### Задание
Перепишите все записи ниже, заменив «return the bounding box» на «give the bounding box» и ничего больше не меняя.

[Данные для обнаружения объектов]
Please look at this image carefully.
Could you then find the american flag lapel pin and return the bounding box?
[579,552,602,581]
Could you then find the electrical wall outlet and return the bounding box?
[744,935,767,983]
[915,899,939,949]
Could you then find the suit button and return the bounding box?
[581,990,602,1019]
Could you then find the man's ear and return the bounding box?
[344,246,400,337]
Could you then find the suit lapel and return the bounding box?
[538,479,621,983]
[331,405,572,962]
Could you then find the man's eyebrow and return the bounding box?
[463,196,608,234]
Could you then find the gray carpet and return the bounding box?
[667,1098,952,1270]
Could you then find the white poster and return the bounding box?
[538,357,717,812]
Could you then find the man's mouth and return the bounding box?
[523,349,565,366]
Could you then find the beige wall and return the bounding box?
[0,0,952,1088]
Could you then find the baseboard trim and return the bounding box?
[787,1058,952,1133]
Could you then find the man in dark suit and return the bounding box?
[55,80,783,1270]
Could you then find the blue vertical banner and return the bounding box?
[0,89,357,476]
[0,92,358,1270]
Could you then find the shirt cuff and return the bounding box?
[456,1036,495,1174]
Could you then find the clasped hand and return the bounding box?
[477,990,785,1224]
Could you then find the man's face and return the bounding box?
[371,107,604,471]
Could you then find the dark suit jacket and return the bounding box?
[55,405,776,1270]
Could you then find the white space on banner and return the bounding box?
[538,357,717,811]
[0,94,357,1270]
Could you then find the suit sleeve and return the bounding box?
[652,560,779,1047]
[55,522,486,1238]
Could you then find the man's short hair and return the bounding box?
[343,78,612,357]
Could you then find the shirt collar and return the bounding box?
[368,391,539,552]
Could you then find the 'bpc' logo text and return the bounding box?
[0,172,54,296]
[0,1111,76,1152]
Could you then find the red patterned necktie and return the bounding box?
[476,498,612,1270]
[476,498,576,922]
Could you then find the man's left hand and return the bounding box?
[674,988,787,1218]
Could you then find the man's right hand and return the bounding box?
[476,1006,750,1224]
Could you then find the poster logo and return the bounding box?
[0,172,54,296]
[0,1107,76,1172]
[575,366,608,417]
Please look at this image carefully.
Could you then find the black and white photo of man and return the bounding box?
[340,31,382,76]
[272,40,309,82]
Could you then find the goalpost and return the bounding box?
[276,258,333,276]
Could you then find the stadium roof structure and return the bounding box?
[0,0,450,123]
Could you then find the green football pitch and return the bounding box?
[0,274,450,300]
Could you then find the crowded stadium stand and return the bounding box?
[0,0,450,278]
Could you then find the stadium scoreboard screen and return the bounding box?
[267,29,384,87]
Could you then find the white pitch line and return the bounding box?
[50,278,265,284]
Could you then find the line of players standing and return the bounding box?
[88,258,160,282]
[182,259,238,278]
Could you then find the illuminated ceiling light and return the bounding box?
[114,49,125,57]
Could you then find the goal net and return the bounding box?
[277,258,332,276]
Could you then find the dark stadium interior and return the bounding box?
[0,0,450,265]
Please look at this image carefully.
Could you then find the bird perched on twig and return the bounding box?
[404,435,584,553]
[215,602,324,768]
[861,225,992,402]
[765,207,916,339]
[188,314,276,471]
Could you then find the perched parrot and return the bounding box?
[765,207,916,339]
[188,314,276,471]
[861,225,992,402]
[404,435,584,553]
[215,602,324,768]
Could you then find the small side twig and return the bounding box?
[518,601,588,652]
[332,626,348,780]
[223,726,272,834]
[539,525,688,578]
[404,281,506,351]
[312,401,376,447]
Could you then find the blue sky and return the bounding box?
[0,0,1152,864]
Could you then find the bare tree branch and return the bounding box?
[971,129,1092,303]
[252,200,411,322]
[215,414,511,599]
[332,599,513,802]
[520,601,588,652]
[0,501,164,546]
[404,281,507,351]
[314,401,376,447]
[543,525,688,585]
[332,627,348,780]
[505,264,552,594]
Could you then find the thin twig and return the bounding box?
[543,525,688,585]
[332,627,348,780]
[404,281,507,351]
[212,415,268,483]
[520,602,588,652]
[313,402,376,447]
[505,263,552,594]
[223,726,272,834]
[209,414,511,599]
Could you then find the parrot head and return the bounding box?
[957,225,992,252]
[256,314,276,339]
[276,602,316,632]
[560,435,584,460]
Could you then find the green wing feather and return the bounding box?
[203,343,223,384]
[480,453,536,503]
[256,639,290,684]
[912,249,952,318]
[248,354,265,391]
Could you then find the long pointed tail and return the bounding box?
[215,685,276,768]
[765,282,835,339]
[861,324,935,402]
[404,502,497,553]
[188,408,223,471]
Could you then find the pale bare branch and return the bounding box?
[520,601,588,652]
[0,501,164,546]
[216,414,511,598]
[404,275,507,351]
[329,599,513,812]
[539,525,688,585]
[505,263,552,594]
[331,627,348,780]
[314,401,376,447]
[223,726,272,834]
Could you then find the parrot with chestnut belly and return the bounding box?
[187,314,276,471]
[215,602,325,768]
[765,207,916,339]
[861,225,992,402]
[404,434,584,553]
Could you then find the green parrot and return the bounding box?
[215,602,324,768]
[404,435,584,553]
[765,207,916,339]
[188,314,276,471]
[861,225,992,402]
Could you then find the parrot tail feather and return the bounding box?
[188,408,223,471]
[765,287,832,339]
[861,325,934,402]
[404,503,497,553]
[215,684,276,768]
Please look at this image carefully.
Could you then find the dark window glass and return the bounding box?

### Решение
Please look at this image carefully.
Could you then find the american flag lapel pin and give the bounding box?
[579,552,602,581]
Could you then find the electrical wall outlet and give the bounding box?
[744,935,767,983]
[915,899,939,949]
Could you then find the suit button and give the bounding box?
[581,990,602,1019]
Could you then find the man's ear and give the bounding box?
[344,246,400,337]
Could you then find the suit lapel and give the bounding box?
[538,479,621,983]
[331,405,572,962]
Could you then find the man's eyebrow and give the bounding box?
[463,196,608,234]
Could you then find the gray carpet and give the bounding box?
[667,1098,952,1270]
Could you then find the white poster and give the bounding box?
[538,357,717,812]
Could you then find the man's mouth and give the bounding box?
[523,349,565,366]
Could you then find the beige wall and give the bounding box?
[0,0,952,1088]
Could you then find the baseboard trim and give the bounding box?
[787,1058,952,1133]
Could you then find the man in dark suit and give the bounding box?
[55,80,783,1270]
Could you then find the blue vertical banner and give the bounding box?
[0,89,357,476]
[0,92,358,1270]
Could you then find the shirt cuff and give the bounding box?
[456,1036,495,1174]
Could you then find the clasped hand and give the bounding box?
[477,990,785,1224]
Could you then find the man's face and give the bounding box?
[371,107,604,471]
Could you then find the dark suit jacket and give the bounding box?
[55,405,776,1270]
Could you then find the white space on banner and give the bounding box?
[538,357,717,811]
[0,94,357,1270]
Could you then find the suit sleeve and give the bounding box?
[652,560,779,1047]
[55,522,486,1238]
Could you then find the man's short hair and give the bounding box?
[343,78,612,357]
Could you then find the shirt collar and give the bounding box?
[368,391,539,552]
Could you then find the 'bpc' logo text and give the bounding box?
[0,172,54,296]
[0,1111,76,1152]
Could you then find the red patterned necktie and give the bounding box?
[476,498,612,1270]
[476,498,576,922]
Could you then find the man's left hand and give the bounding box?
[674,988,787,1218]
Could you then find the man's right hand and give the bounding box?
[476,1006,750,1224]
Could you then find the poster logo and give the bounding box?
[0,172,54,296]
[0,1107,76,1172]
[575,366,608,417]
Please look at this image carefully.
Could you then find the black and white photo of man and give the bounding box?
[340,31,382,76]
[272,40,309,82]
Could you then find the goalpost and give the bounding box?
[276,258,333,276]
Could you then find the stadium roof structure and give the bounding box?
[0,0,450,123]
Could you then find the green football pitch and give the bounding box?
[0,274,450,300]
Could you then find the crowded stadium stand and give the bounding box?
[0,0,450,278]
Could you then find the stadium scoreboard screen and give the bounding box?
[267,29,384,87]
Could you then find the white pitch line and give the bounding box?
[50,278,265,284]
Could you then find the line of players standing and give the bounding box?
[88,258,160,282]
[182,259,238,278]
Could you then find the illuminated ceiling light and give the bounding box?
[114,49,125,57]
Could you then find the goal net and give the bounding box?
[277,258,332,276]
Could you then find the dark stadium interior and give the bounding box?
[0,0,450,265]
Please look at this image carefully.
Could you then find the bird perched on twig and give the bounding box?
[404,435,584,553]
[215,602,324,768]
[861,225,992,402]
[765,207,916,339]
[188,314,276,471]
Could you then find the perched parrot and give the bounding box?
[765,207,916,339]
[188,314,276,471]
[861,225,992,402]
[404,435,584,553]
[215,602,324,768]
Could you then find the small side twig and give the bounding box?
[518,601,588,652]
[332,626,348,780]
[223,726,272,834]
[539,525,688,578]
[404,281,506,351]
[312,401,376,447]
Could you then find the blue sky and give the bounding box?
[0,0,1152,864]
Could you then find the bare tree branch and give the bounding box?
[971,129,1092,303]
[252,200,411,322]
[215,414,511,599]
[332,599,513,802]
[520,601,588,652]
[0,501,164,546]
[404,281,507,351]
[314,401,376,447]
[543,525,688,585]
[332,627,348,780]
[505,264,552,594]
Could you then find the thin twig and give the bounding box?
[543,525,688,585]
[332,627,348,780]
[404,281,507,351]
[212,415,268,483]
[520,602,588,652]
[313,402,376,447]
[505,263,552,594]
[223,726,272,834]
[209,414,511,599]
Could you then find the parrot head and give the bounding box?
[957,225,992,252]
[256,314,276,339]
[276,602,316,632]
[560,435,584,460]
Could you then find the green wing feather and give the bounding box?
[203,343,223,384]
[480,453,536,503]
[256,639,290,684]
[912,249,952,318]
[248,354,265,391]
Could you then find the long pointed tail and give the bounding box?
[215,685,276,768]
[765,282,835,339]
[861,324,935,402]
[404,502,497,553]
[188,408,223,471]
Could you then find the pale bare branch and give the bounding box?
[520,601,588,652]
[0,501,164,546]
[216,414,511,598]
[404,275,507,351]
[329,599,513,812]
[539,525,688,585]
[505,263,552,594]
[331,627,348,780]
[314,401,376,447]
[223,726,272,834]
Could you then find the parrot with chestnut belly and give the bounding box?
[187,314,276,471]
[215,602,325,768]
[765,207,916,339]
[861,225,992,402]
[404,434,584,553]
Could you then find the green parrot and give the bounding box?
[215,602,324,768]
[404,435,584,553]
[765,207,916,339]
[188,314,276,471]
[861,225,992,402]
Could you then find the parrot tail feather and give the bounding box?
[188,408,223,471]
[765,287,832,339]
[861,325,934,402]
[404,503,497,553]
[215,684,276,768]
Please look at this image carefully.
Could you then find the dark window glass and give the bounding box?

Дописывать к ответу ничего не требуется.